Retype the whole listing below, character for character.

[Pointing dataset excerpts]
★ ★ ★ ★
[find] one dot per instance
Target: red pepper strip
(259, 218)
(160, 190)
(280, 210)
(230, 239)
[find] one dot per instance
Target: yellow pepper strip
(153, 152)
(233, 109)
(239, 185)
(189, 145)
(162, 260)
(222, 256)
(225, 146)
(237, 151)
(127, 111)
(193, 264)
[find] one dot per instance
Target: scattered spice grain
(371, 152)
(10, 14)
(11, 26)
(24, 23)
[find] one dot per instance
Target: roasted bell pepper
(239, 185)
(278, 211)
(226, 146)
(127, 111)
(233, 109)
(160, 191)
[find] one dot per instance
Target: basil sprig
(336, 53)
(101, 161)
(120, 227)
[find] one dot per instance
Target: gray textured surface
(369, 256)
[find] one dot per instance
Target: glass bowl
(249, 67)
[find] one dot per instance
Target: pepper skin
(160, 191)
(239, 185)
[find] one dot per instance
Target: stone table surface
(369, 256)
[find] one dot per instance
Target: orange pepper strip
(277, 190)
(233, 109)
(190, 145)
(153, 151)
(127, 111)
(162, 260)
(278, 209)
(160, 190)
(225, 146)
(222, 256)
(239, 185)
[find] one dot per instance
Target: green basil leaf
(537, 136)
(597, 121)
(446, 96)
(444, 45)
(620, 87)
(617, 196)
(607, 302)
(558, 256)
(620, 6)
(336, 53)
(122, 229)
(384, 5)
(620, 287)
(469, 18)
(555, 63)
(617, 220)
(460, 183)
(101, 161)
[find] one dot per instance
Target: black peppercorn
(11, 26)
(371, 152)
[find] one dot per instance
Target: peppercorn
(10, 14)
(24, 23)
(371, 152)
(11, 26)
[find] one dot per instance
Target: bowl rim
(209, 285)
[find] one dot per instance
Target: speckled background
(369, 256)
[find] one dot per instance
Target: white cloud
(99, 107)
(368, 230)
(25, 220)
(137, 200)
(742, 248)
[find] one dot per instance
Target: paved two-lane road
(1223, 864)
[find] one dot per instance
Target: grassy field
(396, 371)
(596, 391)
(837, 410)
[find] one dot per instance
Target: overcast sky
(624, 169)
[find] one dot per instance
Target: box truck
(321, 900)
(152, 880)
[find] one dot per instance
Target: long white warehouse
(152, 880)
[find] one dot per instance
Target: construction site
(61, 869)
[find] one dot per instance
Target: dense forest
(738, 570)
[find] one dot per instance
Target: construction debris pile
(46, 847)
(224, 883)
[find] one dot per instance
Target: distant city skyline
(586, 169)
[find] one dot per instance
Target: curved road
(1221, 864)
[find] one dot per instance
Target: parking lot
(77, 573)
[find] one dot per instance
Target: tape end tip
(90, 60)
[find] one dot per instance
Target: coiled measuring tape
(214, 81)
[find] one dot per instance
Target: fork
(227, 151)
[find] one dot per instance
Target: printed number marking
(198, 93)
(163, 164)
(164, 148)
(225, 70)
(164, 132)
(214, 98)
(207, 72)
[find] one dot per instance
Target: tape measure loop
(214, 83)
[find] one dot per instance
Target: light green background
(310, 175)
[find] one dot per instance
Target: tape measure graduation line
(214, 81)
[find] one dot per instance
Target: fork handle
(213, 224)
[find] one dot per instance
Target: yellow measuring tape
★ ★ ★ ★
• **RESPONSE TO THE TASK**:
[find] one dot per instance
Target: red pepper strip
(259, 218)
(160, 190)
(280, 210)
(230, 239)
[find] one dot per instance
Target: yellow pepper strip
(153, 152)
(233, 109)
(239, 185)
(189, 145)
(162, 260)
(222, 256)
(225, 146)
(237, 151)
(127, 111)
(193, 264)
[find] one dot per instance
Target: scattered spice grain
(371, 152)
(10, 14)
(11, 26)
(24, 23)
[find] one dot per instance
Target: roasted bell pepper
(239, 185)
(278, 211)
(226, 146)
(127, 111)
(233, 109)
(160, 191)
[find] one dot per instance
Target: basil sprig
(336, 53)
(101, 161)
(120, 227)
[find] one dot per instance
Target: gray textured surface
(369, 256)
[find] one dot per instance
Target: glass bowl
(249, 67)
[find] one dot per instance
Target: pepper skin
(160, 191)
(239, 185)
[find] one dot per instance
Target: stone table surface
(369, 256)
[find] one dot per instance
Target: orange pepper strip
(277, 190)
(233, 109)
(190, 145)
(153, 151)
(127, 111)
(162, 260)
(278, 209)
(160, 190)
(225, 146)
(222, 256)
(239, 185)
[find] one dot per instance
Target: green basil leaf
(537, 136)
(597, 121)
(446, 96)
(444, 45)
(620, 87)
(617, 196)
(607, 302)
(558, 256)
(620, 6)
(336, 53)
(122, 229)
(384, 5)
(620, 287)
(469, 18)
(555, 63)
(617, 220)
(460, 183)
(101, 161)
[find] one dot per instance
Target: black peppercorn
(11, 26)
(371, 152)
[find] one dot per instance
Target: peppercorn
(10, 14)
(24, 23)
(371, 152)
(11, 26)
[find] one dot per instance
Target: bowl rim
(209, 285)
[find] one dot per instance
Target: speckled background
(369, 256)
[find] one dot per instance
Target: white cloud
(99, 107)
(368, 230)
(25, 220)
(137, 200)
(742, 248)
[find] one dot per instance
Target: paved two-lane road
(1223, 864)
[find] one dot per instance
Target: grassy field
(396, 371)
(596, 391)
(837, 410)
[find] one dot per instance
Target: overcast sky
(624, 169)
[find] one dot per instance
Target: box truck
(321, 900)
(152, 880)
[find] one dot per instance
Target: long white warehouse
(152, 880)
[find] one dot per instance
Target: construction site
(61, 869)
[find] one dot per instance
Target: dense forest
(738, 570)
[find] one dot per instance
Target: construction debris pile
(46, 847)
(224, 883)
[find] one dot per instance
Target: distant city skyline
(586, 169)
[find] one dot per instance
Target: curved road
(1221, 864)
[find] one dot per instance
Target: parking lot
(77, 573)
[find] one dot per instance
Target: tape end tip
(90, 60)
[find] one dot per instance
Target: coiled measuring tape
(214, 81)
[find] one dot per instance
Target: fork
(227, 151)
[find] one dot per instance
Target: printed number marking
(198, 93)
(163, 164)
(164, 148)
(225, 70)
(164, 132)
(214, 98)
(207, 72)
[find] one dot per instance
Target: tape measure loop
(214, 83)
[find] one dot per instance
Target: light green background
(310, 175)
[find] one dot per instance
Target: tape measure graduation line
(214, 81)
[find] one dot per instance
Target: fork handle
(213, 224)
[find] one dot per instance
Target: yellow measuring tape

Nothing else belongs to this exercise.